Each line of the listing is to be retyped exactly as given.
= = = = = = =
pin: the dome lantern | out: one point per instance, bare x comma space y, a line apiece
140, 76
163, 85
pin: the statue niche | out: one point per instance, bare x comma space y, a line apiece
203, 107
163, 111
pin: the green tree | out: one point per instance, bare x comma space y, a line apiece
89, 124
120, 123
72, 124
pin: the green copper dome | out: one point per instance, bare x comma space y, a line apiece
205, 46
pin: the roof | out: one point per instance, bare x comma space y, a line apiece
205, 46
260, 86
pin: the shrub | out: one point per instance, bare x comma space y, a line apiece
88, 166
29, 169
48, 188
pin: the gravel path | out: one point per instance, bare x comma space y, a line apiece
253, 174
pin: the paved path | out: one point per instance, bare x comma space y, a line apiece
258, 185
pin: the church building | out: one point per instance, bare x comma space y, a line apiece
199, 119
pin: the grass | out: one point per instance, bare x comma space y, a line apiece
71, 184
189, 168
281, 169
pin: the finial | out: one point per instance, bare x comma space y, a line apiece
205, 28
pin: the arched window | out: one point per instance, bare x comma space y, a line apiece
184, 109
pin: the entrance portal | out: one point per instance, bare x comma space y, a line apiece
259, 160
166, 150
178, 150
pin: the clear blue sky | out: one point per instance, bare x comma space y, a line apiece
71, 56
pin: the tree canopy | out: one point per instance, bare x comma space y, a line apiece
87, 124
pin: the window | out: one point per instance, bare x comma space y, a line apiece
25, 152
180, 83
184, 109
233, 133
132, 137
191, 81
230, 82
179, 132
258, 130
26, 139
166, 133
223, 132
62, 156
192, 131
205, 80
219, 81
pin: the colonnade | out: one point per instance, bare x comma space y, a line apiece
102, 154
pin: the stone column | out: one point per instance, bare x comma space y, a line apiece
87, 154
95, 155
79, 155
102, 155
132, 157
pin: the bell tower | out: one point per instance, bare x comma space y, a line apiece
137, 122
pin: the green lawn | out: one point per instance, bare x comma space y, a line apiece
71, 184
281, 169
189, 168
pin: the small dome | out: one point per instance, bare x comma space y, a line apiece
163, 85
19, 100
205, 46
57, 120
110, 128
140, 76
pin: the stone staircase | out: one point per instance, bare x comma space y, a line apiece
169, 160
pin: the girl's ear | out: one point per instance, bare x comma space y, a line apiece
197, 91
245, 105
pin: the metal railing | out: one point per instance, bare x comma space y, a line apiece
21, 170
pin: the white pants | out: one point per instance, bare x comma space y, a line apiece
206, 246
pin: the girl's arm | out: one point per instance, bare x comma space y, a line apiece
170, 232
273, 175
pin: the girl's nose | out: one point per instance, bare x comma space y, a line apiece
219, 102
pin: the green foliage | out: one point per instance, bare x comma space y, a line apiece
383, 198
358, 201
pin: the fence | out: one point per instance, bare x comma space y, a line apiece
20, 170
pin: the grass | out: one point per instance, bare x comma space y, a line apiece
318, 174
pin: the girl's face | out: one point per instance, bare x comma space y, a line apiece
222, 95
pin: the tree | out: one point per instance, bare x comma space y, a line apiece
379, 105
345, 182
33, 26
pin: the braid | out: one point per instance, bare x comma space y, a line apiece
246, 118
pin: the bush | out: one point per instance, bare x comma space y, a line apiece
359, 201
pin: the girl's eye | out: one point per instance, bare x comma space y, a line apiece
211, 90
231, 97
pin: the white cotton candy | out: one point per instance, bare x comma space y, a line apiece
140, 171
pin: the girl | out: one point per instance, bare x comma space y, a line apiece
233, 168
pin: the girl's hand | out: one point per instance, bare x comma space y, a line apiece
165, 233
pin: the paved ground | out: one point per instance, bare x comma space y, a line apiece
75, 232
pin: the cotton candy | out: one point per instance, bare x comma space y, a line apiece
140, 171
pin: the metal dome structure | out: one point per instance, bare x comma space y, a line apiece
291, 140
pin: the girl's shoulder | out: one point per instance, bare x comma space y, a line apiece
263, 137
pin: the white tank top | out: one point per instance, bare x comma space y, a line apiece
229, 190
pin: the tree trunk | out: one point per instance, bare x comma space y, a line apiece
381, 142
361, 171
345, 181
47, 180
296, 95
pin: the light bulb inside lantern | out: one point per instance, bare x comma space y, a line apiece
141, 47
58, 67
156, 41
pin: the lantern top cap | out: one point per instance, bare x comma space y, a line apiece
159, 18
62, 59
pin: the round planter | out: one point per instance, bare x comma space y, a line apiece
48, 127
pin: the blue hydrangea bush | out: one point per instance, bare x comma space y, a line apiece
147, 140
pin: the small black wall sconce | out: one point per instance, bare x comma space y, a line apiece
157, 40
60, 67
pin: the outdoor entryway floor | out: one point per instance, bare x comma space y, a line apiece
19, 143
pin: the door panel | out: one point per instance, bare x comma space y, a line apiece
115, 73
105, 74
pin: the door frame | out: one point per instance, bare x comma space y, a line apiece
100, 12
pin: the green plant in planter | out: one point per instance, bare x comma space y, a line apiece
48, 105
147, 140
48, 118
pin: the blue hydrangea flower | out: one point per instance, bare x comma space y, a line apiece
= = = = = = =
Result:
pin: the dome lantern | out: one point per instance, bare x comma space y, a line apiece
140, 76
163, 85
pin: the statue niche | out: one point per instance, bare x comma space y, a line apiece
203, 107
163, 111
pin: the green tree | out: one point per instance, bare x comma space y, a line apiece
89, 124
120, 123
72, 124
pin: the green copper dome | out: one point per instance, bare x comma space y, a line apiece
205, 46
pin: the roof | out: one point per instance, bare x comma space y, a line apiece
205, 46
260, 86
pin: the shrub | out: one point per instance, bare x comma space y, a line apiece
88, 166
29, 169
48, 188
pin: the gravel path | out: one point per instance, bare x comma space y, a line apiece
253, 174
pin: the paved path | out: one point per instance, bare x comma space y, a line apiece
258, 185
pin: the church building | out: one point per instance, bare x comma space y, a line apiece
199, 119
pin: the grass | out: one point per instance, bare x comma space y, a line apiece
71, 184
189, 168
281, 169
pin: the finial | out: one point per instance, bare x comma space y, a line apiece
205, 28
pin: the arched window | out: one point per instance, bare x comma space y, a line apiece
184, 109
pin: the entrance portal | out: one point per instance, bare x comma space y, a line apiece
259, 160
166, 150
178, 150
pin: the clear blue sky | out: one point per instance, bare x comma space y, a line apiece
71, 56
pin: the tree canopy | out: one point per instance, bare x comma space y, a line apiece
87, 124
pin: the window | out: one point per instance, bare x comma space y, a line apiece
25, 152
180, 83
184, 109
233, 133
132, 137
191, 81
230, 82
179, 132
258, 130
26, 139
166, 133
223, 132
62, 156
192, 131
205, 80
219, 81
pin: the colonnade | out: one point per instance, bare x comma space y, a line apiece
102, 154
pin: the stone column | out: one point per instance, bare x comma space y, a line apiece
87, 154
95, 155
79, 155
102, 155
132, 157
pin: the bell tower | out: one point per instance, bare x comma space y, a line apiece
137, 122
pin: the green lawn | out: one point per instance, bare x comma space y, a line apiece
71, 184
281, 169
189, 168
pin: the small dome | out: one point per instance, bare x comma space y, a line apiece
163, 85
19, 100
205, 46
57, 120
110, 128
140, 76
pin: the stone staircase | out: one point per instance, bare x comma space y, a line apiece
169, 160
pin: the girl's ear | out: one point per instance, bare x comma space y, a line apiece
197, 91
245, 105
pin: the metal railing | out: one point per instance, bare x comma space y, a line apiece
21, 170
pin: the white pants | out: one point per instance, bare x comma space y, a line apiece
206, 246
pin: the girl's arm | out: one point per instance, bare x comma space y, a line apiece
170, 232
273, 175
pin: the girl's nose | out: one point per instance, bare x comma space y, a line apiece
219, 102
pin: the green foliage | out: one point per instance, bare x comma space y, a line apiece
383, 198
358, 201
pin: the fence | out: one point per instance, bare x comma space y, a line apiece
20, 170
pin: the grass | out: one point per instance, bare x comma space y, a line apiece
318, 174
pin: the girl's face | out: one point per instance, bare x comma space y, a line apiece
222, 95
pin: the tree | out: one point per instance, bare x comma space y, a line apiece
379, 105
345, 182
33, 26
pin: the braid | out: one point per instance, bare x comma space y, a line apiece
246, 118
pin: the bush | out: one point per instance, bare x comma space y, a line apiece
359, 201
pin: the girl's eye | out: one point per instance, bare x comma space y, a line apiece
211, 90
231, 97
pin: the white cotton candy | out: one point per instance, bare x comma space y, a line apiece
140, 171
pin: the girl | out: one point per instance, bare x comma space y, a line apiece
233, 168
pin: the girl's hand | out: one point per instance, bare x comma space y, a line apiece
165, 233
pin: the paved ground | out: one point per instance, bare x comma space y, a line apiece
75, 232
pin: the cotton candy | out: one point per instance, bare x comma space y, a line apiece
140, 171
pin: the metal dome structure | out: one point per instance, bare x comma space y, a line apiece
291, 140
pin: the girl's shoulder | out: one point per instance, bare x comma space y, a line apiece
263, 137
pin: the white tank top | out: one point per instance, bare x comma space y, a line apiece
229, 190
pin: the tree trunk | out: one point per instance, bare x comma space y, a line apiece
381, 142
361, 171
345, 181
47, 180
296, 95
pin: the light bulb inside lantern | out: one point per instance, bare x comma space y, a line apiece
141, 47
58, 67
156, 41
pin: the lantern top cap | out: one point per instance, bare x comma space y, a line apiece
159, 18
62, 59
pin: the round planter | out: one point per instance, bare x comma space y, a line apiece
48, 127
pin: the blue hydrangea bush | out: one point per instance, bare x comma space y, a line apiece
147, 140
pin: the small black wall sconce | out: one point per instance, bare x comma space y, a line apiece
157, 40
60, 67
pin: the outdoor entryway floor | out: one point per instance, bare x comma space y, a line apiece
19, 143
pin: the door panel | out: one point per instance, bare x comma space y, a line apiece
115, 73
105, 74
pin: the door frame | out: one point per instance, bare x comma space y, a line apiece
100, 12
pin: the green plant in planter | out: one point per instance, bare x comma space y, a line apiece
48, 105
147, 140
48, 118
pin: the blue hydrangea flower | out: one point per instance, bare x comma space y, a line apiece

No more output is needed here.